What you need to do: Please transcribe the entries below without changing a single character.

Record set:
———

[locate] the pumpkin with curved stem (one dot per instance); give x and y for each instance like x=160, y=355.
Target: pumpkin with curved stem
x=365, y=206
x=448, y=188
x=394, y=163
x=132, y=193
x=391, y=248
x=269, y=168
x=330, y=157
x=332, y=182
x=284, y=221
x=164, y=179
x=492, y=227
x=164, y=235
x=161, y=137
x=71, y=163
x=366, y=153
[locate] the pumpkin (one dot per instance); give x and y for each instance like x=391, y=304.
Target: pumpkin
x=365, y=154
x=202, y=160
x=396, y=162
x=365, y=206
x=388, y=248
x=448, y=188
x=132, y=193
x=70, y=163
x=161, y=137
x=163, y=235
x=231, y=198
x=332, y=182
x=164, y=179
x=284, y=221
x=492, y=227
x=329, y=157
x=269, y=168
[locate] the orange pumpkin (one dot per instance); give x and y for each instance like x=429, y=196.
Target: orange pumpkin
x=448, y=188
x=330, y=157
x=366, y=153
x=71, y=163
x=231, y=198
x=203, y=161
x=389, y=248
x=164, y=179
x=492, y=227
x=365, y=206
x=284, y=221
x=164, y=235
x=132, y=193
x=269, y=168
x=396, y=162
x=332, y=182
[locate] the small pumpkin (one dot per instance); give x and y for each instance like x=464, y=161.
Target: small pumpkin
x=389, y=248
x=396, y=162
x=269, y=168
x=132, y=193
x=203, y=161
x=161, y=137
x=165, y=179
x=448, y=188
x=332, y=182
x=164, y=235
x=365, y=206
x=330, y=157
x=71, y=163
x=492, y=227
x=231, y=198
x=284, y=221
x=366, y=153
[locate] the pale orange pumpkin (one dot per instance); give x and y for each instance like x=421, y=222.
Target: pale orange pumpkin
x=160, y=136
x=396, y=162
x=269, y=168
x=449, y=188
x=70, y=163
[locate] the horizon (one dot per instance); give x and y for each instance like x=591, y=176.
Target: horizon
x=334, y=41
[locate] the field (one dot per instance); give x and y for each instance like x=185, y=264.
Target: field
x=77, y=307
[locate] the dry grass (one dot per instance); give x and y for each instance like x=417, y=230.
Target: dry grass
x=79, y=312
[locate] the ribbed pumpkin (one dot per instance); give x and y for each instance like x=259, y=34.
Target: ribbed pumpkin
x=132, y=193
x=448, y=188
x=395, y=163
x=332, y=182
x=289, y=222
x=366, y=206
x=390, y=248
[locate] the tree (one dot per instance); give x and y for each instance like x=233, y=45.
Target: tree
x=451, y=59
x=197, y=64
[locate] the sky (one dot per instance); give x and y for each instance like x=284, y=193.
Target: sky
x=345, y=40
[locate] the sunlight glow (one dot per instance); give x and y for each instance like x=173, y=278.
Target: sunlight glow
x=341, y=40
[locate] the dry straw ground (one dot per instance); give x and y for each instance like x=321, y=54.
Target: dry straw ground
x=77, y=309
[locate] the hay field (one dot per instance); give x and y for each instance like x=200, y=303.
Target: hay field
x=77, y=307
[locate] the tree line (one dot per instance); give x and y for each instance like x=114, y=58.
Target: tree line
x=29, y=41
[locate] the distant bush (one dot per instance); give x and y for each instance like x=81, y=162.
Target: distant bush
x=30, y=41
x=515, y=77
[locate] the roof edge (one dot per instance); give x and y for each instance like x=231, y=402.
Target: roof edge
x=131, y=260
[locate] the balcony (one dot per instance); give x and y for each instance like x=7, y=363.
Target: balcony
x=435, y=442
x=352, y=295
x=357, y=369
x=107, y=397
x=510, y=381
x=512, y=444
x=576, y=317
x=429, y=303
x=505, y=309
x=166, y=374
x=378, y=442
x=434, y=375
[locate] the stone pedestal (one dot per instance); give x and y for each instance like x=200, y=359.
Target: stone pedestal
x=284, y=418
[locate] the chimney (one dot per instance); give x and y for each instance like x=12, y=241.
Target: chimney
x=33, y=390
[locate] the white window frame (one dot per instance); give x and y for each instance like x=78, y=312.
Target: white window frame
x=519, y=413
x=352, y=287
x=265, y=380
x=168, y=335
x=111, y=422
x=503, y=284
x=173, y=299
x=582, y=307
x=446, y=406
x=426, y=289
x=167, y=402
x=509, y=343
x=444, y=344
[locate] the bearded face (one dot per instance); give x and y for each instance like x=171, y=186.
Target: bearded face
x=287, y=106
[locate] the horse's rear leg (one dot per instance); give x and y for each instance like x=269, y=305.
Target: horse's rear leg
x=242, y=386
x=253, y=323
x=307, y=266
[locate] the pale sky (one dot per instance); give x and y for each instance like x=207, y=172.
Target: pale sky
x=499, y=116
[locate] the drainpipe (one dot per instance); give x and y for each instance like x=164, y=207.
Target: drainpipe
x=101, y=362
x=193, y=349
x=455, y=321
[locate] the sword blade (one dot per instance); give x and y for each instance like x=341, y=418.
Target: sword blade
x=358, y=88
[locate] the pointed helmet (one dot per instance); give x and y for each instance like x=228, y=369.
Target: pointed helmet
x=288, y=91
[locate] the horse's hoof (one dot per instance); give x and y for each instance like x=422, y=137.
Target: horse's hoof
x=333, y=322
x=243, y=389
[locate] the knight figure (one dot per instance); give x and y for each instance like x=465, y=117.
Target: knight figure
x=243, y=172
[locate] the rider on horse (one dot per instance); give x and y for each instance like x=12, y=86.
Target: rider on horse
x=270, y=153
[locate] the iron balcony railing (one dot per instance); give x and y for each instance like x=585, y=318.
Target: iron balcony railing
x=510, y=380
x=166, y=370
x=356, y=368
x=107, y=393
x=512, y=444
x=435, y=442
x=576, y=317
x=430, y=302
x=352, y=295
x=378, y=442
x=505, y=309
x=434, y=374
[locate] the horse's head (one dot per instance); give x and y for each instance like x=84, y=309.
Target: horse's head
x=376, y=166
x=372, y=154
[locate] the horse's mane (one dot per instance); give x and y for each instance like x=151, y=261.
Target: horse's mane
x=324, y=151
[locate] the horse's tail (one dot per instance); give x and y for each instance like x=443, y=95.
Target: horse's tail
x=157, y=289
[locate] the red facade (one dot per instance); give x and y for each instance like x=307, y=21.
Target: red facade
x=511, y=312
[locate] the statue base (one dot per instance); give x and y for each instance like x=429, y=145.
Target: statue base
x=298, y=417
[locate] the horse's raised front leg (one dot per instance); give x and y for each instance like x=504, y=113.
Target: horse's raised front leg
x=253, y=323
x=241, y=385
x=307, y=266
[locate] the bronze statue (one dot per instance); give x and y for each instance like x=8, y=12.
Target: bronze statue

———

Expected output:
[locate] the pumpkin with curved stem (one dot per instance); give x and y for each instance like x=160, y=355.
Target: pumpkin with curved stem
x=365, y=206
x=448, y=188
x=394, y=163
x=132, y=193
x=391, y=248
x=269, y=168
x=330, y=157
x=332, y=182
x=284, y=221
x=164, y=179
x=492, y=227
x=164, y=235
x=161, y=137
x=71, y=163
x=366, y=153
[locate] the pumpkin (one dot per instance); give x and y for each instance like x=391, y=304.
Target: pumpkin
x=365, y=154
x=202, y=160
x=396, y=162
x=365, y=206
x=388, y=248
x=448, y=188
x=132, y=193
x=70, y=163
x=161, y=137
x=163, y=235
x=231, y=198
x=332, y=182
x=164, y=179
x=284, y=221
x=492, y=227
x=329, y=157
x=269, y=168
[locate] the orange pumpkin (one dot per instance); give x and y for each instance like x=429, y=196.
Target: orange pumpkin
x=448, y=188
x=330, y=157
x=366, y=153
x=71, y=163
x=231, y=198
x=203, y=161
x=389, y=248
x=164, y=179
x=492, y=227
x=365, y=206
x=284, y=221
x=164, y=235
x=132, y=193
x=269, y=168
x=396, y=162
x=332, y=182
[locate] the small pumpkin (one dot per instance); give x and y for each instance like x=464, y=161.
Target: small pumpkin
x=389, y=248
x=396, y=162
x=269, y=168
x=132, y=193
x=203, y=161
x=161, y=137
x=165, y=179
x=448, y=188
x=332, y=182
x=164, y=235
x=365, y=206
x=330, y=157
x=71, y=163
x=492, y=227
x=231, y=198
x=284, y=221
x=366, y=153
[locate] the pale orange pumpkin (one dot per instance); give x and y for each instance like x=421, y=222.
Target: pale orange pumpkin
x=160, y=136
x=396, y=162
x=269, y=168
x=449, y=188
x=70, y=163
[locate] the horizon (one dot per instance); give x and y for each instance like x=591, y=176.
Target: horizon
x=334, y=41
[locate] the field (one dot per instance); give x and y for each instance like x=185, y=264.
Target: field
x=77, y=307
[locate] the dry grass (one dot per instance); give x and y for each instance like x=417, y=230.
Target: dry grass
x=79, y=312
[locate] the ribbed pumpkin (one dot per instance); give x and y for each instance like x=259, y=34.
Target: ribbed pumpkin
x=132, y=193
x=448, y=188
x=395, y=163
x=332, y=182
x=289, y=222
x=366, y=206
x=390, y=248
[locate] the tree (one dot per instance); give x and y for each instance like x=233, y=45.
Target: tree
x=451, y=59
x=197, y=64
[locate] the sky (one dot per instance); give x and y for each instance like x=284, y=193.
Target: sky
x=345, y=40
[locate] the sunlight glow (one dot per instance); give x and y for each instance like x=173, y=278.
Target: sunlight glow
x=341, y=40
[locate] the dry straw ground (one dot per instance); give x and y for each instance like x=321, y=54.
Target: dry straw ground
x=77, y=309
[locate] the hay field (one dot per instance); give x and y for each instance like x=200, y=303.
Target: hay field
x=77, y=307
[locate] the tree line (one dot per instance); give x and y for each instance like x=114, y=58.
Target: tree line
x=29, y=41
[locate] the distant bush (one dot per instance); give x and y for each instance like x=81, y=162.
Target: distant bush
x=30, y=41
x=515, y=77
[locate] the roof edge (one dot per instance); give x and y for each instance like x=231, y=402.
Target: roof edge
x=131, y=260
[locate] the balcony (one dot per instance); give x and y for each instance like x=7, y=363.
Target: balcony
x=435, y=442
x=352, y=295
x=357, y=369
x=107, y=397
x=510, y=381
x=512, y=444
x=576, y=317
x=429, y=303
x=505, y=309
x=166, y=374
x=378, y=442
x=434, y=375
[locate] the stone pedestal (one dot per instance); give x and y for each instance like x=200, y=359.
Target: stone pedestal
x=284, y=418
[locate] the chimney (one dot per instance); give x and y for each instance like x=12, y=241.
Target: chimney
x=33, y=390
[locate] the white window frame (one dot per instance); give x and y for each instance like x=78, y=312.
Target: white window frame
x=519, y=413
x=352, y=287
x=265, y=380
x=168, y=335
x=111, y=422
x=503, y=284
x=173, y=299
x=582, y=307
x=446, y=406
x=426, y=289
x=167, y=402
x=509, y=343
x=444, y=344
[locate] the bearded face (one dot per instance); give x and y for each instance like x=171, y=186.
Target: bearded face
x=287, y=106
[locate] the horse's rear leg (one dot per instance); give x and y for each instance like x=269, y=305.
Target: horse's rear leg
x=242, y=386
x=253, y=323
x=307, y=266
[locate] the pale sky (one dot per instance); give x and y for each instance like x=207, y=172.
Target: pale sky
x=499, y=116
[locate] the drainpipe (one dot per instance); give x and y for each instance like x=164, y=207.
Target: drainpipe
x=101, y=362
x=193, y=349
x=455, y=321
[locate] the sword blade (one dot per instance); give x and y for each instance like x=341, y=418.
Target: sword blade
x=358, y=88
[locate] the pointed helmet (one dot per instance); give x and y for each instance like x=228, y=369.
Target: pointed helmet
x=288, y=91
[locate] the horse's hoof (one dot per instance); give x and y for each instance like x=422, y=137.
Target: horse's hoof
x=333, y=322
x=243, y=389
[locate] the knight figure (one dot per instance); give x and y for each instance like x=465, y=117.
Target: knight figure
x=243, y=172
[locate] the rider on horse (one dot per instance); give x and y for each instance like x=12, y=86.
Target: rider on horse
x=270, y=153
[locate] the iron balcony railing (one dot per instance); give x and y for each instance like x=585, y=318.
Target: iron balcony railing
x=510, y=380
x=166, y=370
x=356, y=368
x=107, y=393
x=512, y=444
x=435, y=442
x=576, y=317
x=430, y=302
x=352, y=295
x=378, y=442
x=505, y=309
x=434, y=374
[locate] the horse's head (one dot per instance); give x and y for each instance like x=84, y=309.
Target: horse's head
x=376, y=166
x=372, y=154
[locate] the horse's mane (one dot per instance); give x and y for each instance like x=151, y=261.
Target: horse's mane
x=324, y=151
[locate] the horse's tail (one dot per instance); give x and y for each instance like x=443, y=95.
Target: horse's tail
x=157, y=289
[locate] the red facade (one dot per instance); give x and y for each instance like x=307, y=21.
Target: red facade
x=511, y=312
[locate] the statue base (one dot per instance); give x and y for each instance like x=429, y=145.
Target: statue base
x=298, y=417
[locate] the horse's raised front leg (one dot per instance); give x and y for each instance like x=504, y=113.
Target: horse's raised front leg
x=253, y=323
x=241, y=385
x=307, y=266
[locate] the bronze statue (one dot per instance); give x and y for each instance like x=8, y=12.
Target: bronze statue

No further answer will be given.